▼

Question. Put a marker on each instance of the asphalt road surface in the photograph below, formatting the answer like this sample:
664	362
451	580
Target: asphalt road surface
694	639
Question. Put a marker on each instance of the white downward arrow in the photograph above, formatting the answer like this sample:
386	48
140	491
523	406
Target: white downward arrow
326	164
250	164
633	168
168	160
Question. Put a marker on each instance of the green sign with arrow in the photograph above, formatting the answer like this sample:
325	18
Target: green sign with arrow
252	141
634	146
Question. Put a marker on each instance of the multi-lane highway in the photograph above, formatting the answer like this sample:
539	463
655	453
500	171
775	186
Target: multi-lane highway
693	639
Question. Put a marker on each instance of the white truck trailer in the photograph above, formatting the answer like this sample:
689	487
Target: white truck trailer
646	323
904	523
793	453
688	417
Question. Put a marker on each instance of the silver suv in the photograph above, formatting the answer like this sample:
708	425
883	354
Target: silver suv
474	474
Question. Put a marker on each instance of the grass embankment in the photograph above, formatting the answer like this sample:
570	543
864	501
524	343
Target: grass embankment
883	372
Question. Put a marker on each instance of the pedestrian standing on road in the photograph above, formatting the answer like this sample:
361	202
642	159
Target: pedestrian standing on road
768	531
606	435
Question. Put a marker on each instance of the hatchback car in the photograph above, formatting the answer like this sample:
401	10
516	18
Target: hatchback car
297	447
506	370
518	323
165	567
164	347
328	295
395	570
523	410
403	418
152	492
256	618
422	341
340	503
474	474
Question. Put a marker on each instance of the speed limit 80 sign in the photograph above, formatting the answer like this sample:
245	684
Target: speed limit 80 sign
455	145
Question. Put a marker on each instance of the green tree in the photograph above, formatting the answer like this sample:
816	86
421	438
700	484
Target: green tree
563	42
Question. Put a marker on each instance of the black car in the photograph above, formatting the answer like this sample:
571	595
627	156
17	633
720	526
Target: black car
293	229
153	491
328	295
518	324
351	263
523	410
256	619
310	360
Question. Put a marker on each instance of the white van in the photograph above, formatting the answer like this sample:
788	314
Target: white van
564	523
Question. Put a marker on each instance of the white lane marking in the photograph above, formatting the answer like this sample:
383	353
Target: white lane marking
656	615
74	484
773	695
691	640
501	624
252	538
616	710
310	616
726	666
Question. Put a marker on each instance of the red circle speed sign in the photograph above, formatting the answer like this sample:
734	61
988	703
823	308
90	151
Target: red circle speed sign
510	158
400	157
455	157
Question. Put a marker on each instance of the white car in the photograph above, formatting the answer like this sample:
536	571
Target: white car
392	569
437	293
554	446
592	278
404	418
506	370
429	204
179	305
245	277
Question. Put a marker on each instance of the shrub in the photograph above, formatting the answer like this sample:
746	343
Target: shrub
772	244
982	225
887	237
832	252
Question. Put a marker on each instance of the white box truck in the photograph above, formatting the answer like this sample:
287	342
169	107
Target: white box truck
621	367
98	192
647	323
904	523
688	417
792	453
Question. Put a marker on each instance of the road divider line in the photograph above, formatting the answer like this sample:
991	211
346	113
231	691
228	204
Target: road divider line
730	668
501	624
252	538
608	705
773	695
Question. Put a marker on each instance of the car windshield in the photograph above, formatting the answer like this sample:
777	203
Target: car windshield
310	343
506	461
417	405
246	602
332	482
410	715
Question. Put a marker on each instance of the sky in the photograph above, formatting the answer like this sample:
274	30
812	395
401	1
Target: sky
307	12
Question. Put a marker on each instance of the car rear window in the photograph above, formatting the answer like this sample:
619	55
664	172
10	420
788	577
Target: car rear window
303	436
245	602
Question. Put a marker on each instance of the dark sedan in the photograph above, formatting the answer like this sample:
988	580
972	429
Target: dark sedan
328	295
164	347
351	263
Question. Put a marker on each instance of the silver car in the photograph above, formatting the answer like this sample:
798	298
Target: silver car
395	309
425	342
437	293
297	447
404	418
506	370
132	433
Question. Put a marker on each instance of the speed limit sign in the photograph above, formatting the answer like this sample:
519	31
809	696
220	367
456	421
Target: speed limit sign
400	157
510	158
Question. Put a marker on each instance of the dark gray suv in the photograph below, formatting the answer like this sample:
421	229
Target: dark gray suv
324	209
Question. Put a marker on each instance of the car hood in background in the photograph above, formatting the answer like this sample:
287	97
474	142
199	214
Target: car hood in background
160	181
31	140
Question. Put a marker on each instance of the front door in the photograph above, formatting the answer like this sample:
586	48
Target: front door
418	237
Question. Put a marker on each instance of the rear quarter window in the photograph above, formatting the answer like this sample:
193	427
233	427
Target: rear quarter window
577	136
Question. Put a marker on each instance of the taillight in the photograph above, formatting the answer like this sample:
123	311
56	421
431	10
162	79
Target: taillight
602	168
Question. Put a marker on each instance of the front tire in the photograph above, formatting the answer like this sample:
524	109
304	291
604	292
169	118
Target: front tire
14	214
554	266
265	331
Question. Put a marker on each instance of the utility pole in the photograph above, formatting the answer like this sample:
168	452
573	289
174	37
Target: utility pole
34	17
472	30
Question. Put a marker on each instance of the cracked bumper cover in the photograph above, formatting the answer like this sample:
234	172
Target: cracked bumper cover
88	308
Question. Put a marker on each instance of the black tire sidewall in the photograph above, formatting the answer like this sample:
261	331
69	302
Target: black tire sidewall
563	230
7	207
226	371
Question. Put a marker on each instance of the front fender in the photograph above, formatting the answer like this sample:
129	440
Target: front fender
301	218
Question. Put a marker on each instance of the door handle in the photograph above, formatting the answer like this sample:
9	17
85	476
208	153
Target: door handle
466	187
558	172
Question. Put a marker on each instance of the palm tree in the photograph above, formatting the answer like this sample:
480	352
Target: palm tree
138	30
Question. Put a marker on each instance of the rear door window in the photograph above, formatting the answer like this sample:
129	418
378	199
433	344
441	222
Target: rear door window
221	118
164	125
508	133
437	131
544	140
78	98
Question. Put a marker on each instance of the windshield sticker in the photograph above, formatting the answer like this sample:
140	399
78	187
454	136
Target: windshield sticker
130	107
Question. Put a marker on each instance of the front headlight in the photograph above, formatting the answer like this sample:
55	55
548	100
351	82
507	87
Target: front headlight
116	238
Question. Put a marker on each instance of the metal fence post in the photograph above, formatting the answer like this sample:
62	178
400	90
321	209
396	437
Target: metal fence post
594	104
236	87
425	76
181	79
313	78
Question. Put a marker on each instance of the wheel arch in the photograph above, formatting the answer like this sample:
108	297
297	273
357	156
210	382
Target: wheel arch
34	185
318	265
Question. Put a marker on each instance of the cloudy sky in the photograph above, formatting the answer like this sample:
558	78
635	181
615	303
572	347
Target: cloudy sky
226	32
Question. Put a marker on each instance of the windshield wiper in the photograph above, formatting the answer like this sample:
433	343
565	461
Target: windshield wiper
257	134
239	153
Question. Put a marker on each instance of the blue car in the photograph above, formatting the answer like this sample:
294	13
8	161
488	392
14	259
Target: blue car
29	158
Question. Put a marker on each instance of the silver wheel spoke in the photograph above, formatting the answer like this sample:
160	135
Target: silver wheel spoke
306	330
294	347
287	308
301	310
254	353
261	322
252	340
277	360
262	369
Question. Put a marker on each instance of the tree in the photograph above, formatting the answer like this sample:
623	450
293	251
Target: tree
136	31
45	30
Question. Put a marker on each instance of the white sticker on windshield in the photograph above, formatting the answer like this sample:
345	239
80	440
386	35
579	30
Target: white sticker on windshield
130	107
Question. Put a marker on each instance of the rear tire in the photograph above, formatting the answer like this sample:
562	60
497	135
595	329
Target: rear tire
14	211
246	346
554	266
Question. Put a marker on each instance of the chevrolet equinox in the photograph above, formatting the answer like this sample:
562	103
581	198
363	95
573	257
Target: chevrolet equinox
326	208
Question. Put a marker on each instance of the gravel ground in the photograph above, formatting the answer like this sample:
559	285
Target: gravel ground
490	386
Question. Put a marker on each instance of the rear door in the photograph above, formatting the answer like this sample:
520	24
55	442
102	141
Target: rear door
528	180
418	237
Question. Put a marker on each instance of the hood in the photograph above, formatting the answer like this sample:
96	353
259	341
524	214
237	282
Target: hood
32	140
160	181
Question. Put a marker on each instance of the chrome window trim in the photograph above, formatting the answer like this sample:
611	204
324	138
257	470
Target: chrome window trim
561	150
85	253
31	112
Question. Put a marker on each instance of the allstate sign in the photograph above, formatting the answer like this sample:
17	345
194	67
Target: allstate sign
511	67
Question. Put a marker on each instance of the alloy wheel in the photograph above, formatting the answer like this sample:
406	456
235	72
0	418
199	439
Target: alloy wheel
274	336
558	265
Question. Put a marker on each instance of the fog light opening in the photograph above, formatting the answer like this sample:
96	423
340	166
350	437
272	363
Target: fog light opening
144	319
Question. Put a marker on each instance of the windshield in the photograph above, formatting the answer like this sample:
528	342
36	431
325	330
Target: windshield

▲

* **TASK OBJECTIVE**:
Repeat word for word every line from the one that holds "Question. Put a marker on each instance of the alloy" to the end. Both ends count.

* **SOLUTION**:
Question. Put a marker on each instance of the alloy wheel in the photograph above, formatting the answer like this sample:
406	456
235	72
0	418
199	439
Target: alloy wheel
274	336
558	265
Question. Put a marker on each instance of the fog light opening in the photograph above, formatting the answer like this sample:
96	423
340	166
350	437
272	363
Target: fog light opening
144	319
Question. Put a marker on each instance of the windshield in the photograph above, formatting the answer like this sample:
528	342
36	431
325	330
Target: windshield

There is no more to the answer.